Welches sind die herausragenden Gründe für die Menschen, zu fliehen?
Sendegeya: Die Gründe sind vielfältig. Kenia grenzt im Nordwesten an den Südsudan, im Norden an Äthiopien und im Osten an Somalia. Auch die Region der Großen Seen mit Burundi, der Demokratischen Republik Kongo und Ruanda ist nicht weit – allesamt instabile Staaten, in denen Gewalt, Elend und Hunger herrschen, auch als Konsequenz der Dürren und des Klimawandels allgemein. Von den 555000 Flüchtlingen kommen über die Hälfte aus Somalia, ein Viertel aus dem Südsudan. Doch es sind auch Kenianer im eigenen Land auf der Flucht: Infolge von Unruhen, Kämpfen und Extremwetterereignissen wie Dürren und Überschwemmungen schätzt man die Zahl der Binnenvertriebenen Ende 2021 auf etwa 190000.

Welche konkrete Rolle spielt der Klimawandel dabei?

________________________

- ANFORDERUNG 1 -
Übertrage aus den Zeilen weiter unten alles von der Zeile mit "bbox: horizontal wood slat" bis zur Zeile mit "(195, 118), (205, 300)" wortgetreu, beide Zeilen eingeschlossen.

________________________

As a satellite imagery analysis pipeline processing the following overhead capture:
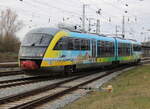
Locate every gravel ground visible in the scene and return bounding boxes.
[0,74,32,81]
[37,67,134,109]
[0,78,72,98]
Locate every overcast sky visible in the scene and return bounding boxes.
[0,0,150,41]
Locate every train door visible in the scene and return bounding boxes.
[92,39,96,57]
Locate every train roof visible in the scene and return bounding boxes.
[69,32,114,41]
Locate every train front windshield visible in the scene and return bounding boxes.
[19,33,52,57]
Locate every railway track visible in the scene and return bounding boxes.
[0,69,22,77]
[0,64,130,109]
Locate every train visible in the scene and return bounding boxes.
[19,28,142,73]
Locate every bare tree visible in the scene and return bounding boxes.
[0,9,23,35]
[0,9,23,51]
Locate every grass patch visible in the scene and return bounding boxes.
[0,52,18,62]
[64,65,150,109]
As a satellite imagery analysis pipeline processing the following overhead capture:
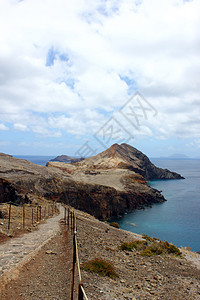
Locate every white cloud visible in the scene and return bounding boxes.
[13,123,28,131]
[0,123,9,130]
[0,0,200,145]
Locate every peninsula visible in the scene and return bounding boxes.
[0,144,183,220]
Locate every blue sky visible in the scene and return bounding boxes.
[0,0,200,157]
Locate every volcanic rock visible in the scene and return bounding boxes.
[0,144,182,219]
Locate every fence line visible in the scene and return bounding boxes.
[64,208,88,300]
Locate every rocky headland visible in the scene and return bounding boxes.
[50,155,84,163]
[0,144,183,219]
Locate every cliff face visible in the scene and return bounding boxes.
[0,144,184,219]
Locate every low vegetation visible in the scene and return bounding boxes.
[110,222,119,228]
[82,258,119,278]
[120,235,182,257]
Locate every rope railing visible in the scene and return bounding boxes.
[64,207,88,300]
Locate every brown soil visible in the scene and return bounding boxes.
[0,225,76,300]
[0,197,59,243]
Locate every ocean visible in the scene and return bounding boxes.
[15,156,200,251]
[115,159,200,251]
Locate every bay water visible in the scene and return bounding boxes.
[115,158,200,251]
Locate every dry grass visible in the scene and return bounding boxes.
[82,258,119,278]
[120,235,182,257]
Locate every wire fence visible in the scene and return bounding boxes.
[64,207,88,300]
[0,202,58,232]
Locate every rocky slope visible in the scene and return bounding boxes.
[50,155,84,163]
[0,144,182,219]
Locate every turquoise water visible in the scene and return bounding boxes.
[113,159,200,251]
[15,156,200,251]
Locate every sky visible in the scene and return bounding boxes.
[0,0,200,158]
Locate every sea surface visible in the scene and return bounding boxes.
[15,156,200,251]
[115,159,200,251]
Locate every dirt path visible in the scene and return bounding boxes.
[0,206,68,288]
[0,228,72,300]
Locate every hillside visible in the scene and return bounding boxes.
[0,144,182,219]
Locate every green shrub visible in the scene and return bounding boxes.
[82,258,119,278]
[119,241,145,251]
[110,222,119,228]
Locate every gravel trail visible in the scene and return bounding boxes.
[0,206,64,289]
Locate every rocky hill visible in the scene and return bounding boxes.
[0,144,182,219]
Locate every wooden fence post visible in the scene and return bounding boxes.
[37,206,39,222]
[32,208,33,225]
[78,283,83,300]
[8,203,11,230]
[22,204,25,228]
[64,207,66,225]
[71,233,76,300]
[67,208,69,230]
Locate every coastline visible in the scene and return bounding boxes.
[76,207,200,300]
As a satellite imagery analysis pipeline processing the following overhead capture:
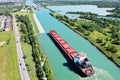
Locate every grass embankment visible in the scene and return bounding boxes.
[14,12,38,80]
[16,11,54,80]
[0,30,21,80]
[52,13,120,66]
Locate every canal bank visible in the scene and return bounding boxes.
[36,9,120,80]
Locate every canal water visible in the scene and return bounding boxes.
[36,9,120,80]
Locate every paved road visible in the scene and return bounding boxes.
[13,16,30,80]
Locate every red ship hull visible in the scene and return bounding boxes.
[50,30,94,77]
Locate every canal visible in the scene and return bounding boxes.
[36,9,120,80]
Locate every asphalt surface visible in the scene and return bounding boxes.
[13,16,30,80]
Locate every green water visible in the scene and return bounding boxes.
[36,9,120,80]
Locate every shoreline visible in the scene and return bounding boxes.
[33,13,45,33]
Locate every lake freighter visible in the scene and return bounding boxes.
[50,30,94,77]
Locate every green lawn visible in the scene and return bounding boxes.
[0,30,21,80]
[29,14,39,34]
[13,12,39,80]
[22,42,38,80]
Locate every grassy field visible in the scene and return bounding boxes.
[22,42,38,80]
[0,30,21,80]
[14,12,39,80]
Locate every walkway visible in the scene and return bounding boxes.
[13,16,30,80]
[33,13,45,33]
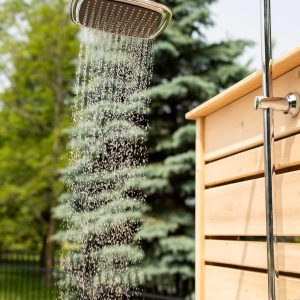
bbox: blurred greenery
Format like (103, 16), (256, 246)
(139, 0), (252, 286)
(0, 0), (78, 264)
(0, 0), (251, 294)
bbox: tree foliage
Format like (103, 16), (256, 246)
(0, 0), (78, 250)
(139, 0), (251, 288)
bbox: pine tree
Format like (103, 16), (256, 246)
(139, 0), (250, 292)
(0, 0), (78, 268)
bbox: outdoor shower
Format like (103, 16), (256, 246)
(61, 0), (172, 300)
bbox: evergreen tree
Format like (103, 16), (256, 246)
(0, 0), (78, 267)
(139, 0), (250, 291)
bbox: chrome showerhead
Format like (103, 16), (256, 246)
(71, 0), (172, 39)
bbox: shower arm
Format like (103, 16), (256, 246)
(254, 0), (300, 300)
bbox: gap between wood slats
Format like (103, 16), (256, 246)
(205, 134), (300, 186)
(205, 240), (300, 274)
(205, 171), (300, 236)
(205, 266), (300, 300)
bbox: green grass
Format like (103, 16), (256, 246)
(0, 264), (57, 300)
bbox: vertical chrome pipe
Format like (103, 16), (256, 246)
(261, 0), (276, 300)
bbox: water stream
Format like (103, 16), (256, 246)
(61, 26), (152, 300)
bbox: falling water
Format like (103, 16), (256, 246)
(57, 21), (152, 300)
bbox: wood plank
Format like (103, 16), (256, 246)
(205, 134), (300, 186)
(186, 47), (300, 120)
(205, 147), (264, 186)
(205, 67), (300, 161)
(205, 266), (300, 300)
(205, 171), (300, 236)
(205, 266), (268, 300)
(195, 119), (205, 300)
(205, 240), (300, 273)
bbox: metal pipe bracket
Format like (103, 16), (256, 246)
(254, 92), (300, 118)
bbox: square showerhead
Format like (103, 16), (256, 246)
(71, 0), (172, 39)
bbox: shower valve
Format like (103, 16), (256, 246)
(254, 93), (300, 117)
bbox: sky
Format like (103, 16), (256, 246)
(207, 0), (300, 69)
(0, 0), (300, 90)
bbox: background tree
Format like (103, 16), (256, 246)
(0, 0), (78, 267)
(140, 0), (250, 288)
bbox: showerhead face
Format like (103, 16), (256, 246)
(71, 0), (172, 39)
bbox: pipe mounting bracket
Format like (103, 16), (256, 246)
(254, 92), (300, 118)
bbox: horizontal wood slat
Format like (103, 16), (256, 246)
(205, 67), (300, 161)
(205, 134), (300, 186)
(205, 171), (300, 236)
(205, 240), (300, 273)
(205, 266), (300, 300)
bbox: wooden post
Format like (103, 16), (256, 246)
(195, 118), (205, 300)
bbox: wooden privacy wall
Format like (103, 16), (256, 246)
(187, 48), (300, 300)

________________________

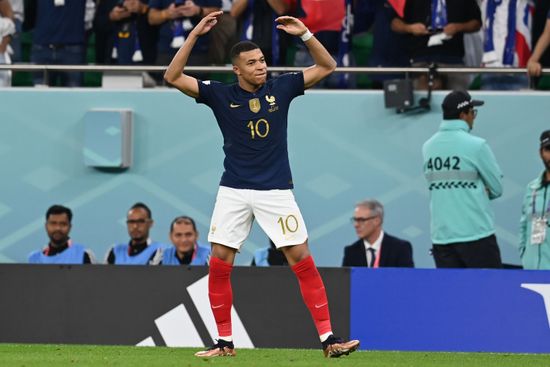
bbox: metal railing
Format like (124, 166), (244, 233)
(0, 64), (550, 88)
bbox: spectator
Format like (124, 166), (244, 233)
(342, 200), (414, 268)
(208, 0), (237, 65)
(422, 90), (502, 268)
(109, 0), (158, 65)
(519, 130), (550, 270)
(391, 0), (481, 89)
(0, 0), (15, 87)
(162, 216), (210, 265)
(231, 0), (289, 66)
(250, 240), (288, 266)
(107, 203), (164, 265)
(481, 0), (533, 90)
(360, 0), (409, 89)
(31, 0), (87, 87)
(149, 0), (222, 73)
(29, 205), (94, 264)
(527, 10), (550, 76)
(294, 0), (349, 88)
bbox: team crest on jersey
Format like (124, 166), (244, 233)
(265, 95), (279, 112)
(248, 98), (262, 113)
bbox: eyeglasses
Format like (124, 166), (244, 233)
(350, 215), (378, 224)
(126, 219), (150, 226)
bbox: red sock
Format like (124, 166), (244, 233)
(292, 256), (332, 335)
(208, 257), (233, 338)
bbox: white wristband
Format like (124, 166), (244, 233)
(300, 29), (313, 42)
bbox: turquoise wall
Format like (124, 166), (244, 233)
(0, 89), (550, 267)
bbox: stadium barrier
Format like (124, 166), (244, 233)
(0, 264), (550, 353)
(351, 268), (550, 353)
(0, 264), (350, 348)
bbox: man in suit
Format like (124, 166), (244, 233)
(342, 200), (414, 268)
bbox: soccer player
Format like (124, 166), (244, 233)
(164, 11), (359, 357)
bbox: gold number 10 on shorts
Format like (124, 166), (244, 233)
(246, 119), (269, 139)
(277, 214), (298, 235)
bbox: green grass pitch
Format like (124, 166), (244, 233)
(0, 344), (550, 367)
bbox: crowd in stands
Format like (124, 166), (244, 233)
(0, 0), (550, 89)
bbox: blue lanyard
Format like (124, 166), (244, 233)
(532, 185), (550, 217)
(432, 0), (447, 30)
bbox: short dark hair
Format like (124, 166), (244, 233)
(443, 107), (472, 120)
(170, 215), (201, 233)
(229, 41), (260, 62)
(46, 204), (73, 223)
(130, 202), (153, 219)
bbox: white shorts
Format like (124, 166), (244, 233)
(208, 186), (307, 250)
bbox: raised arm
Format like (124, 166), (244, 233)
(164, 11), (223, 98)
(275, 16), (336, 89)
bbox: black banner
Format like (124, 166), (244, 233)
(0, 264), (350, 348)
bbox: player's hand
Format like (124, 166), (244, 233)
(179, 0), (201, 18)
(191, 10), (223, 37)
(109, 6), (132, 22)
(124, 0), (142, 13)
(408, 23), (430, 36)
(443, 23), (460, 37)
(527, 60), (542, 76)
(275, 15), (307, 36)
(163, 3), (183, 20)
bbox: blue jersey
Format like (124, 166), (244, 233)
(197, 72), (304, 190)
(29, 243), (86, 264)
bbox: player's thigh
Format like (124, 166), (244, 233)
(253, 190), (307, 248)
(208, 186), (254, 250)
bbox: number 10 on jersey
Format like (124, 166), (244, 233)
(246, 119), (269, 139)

________________________

- ANFORDERUNG 2 -
Auf wie viele Binnenvertriebene in Kenia schätzt man laut dem Auszug über Flüchtlinge in Kenia die Zahl Ende 2021?

- VOLLSTÄNDIGE ANTWORT 1 -
bbox: horizontal wood slat
Format like (103, 16), (256, 246)
(205, 67), (300, 161)
(205, 134), (300, 186)
(205, 171), (300, 236)
(205, 240), (300, 273)
(205, 266), (300, 300)
bbox: wooden post
Format like (103, 16), (256, 246)
(195, 118), (205, 300)

- VOLLSTÄNDIGE ANTWORT 2 -
Auf etwa 190000.